List of tasks —
A. In the passage on predictive and systems medicine, which organization is Jim Roldan from?
B. Write the next part of the passage on predictive and systems medicine, starting after its last sentence.

Excerpted text —
┌────────
Informatics software can integrate all this data to make predictive medicine a reality. Pison illustrated the shift in emphasis by reference to his own career: ‘All my education was to intervene when the car was broken.’ But now, he explained, medicine looks to maintain and service the car rather than just wait until something has gone wrong.
According to Àlvar Agustí from the Thorax Institute, Barnaclinic+, Barcelona, Spain, this new approach to medicine requires new skills: ‘These kinds of systems medicine, personalised medicine, P4 medicine, whatever you want to call it, cannot be done by a single type of professional. Clinicians alone cannot do this. Biologists alone cannot do this. Bioinformaticians alone cannot do this. Unless there is multidisciplinarity there is no way we can prevail.’
The integration of data also makes demands on the intelligence of the software systems that are being used to process the data in order to make the predictions. Jim Roldan, from Linkcare Health Services, Barcelona, Spain, said: ‘When we talk about big data [in systems medicine], the main reason is because we have added some sources of data such as omics or environmental information’. Roldan went on to say: ‘As you know when you get into this kind of information, the amount of data is enormous.’
Hans-Werner Mewes from the Helmholtz-Center, Munich, Germany, mentioned similar experiences: ‘Over the last years I have been more and more puzzled about how to deal with huge amounts of data and then try to filter out something that was interesting.’
The idea behind all of these systems is to use data and the computational power needed to sort, manage and mine it effectively so that the system can provide knowledge to the users helping them to refine their decision-making. As the systems used for prediction become more complex, it will become more and more challenging to refine the models based on finding the relevant biomarkers and proving the causal link to the disease.
└────────
Available data —
┌────────
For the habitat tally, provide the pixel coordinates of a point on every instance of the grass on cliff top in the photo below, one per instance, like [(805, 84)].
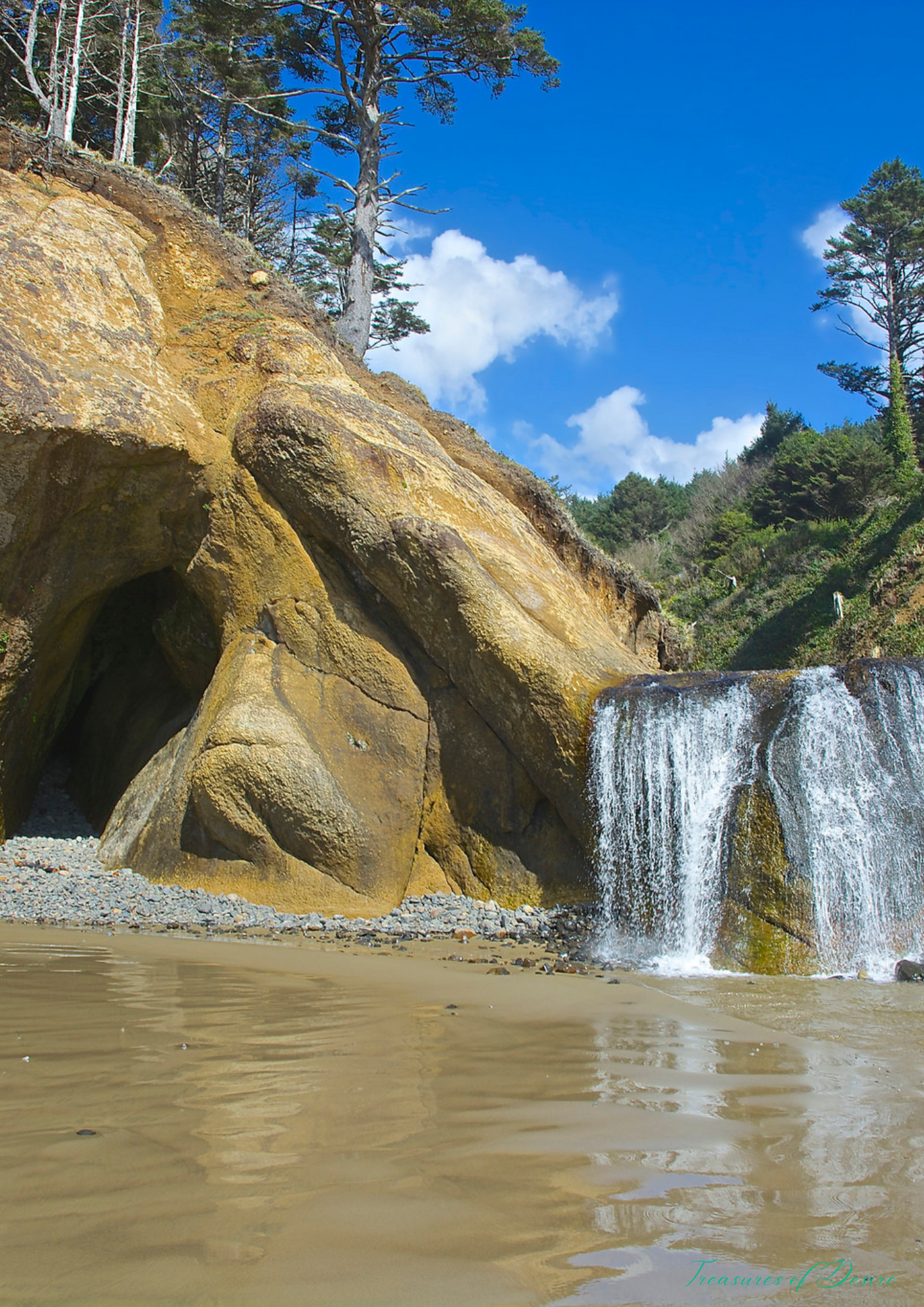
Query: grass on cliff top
[(782, 612), (748, 560)]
└────────
Responses —
A. Linkcare Health Services in Barcelona, Spain.

B.
However, Mewes says: ‘One of the biggest problems in modelling is that almost all the networks are unidirectional and they hardly ever give feedback on the control over time.’ He gave an example of over 1,500 biomarkers of which only a handful had proven useful once they had been sufficiently researched. Mewes said: ‘Most were significant indicators, but they have no predictive power. Predictive power is all about causality.’
If computational models for predictive medicine are to transform the treatment of life-threatening conditions, informatics software will need to be at the heart of data integration. Data analytics will also be required if knowledge is to be derived from the ever-increasing amounts of data.
Roldan said: ‘Knowledge, at the end, is somewhere above the level of data and information.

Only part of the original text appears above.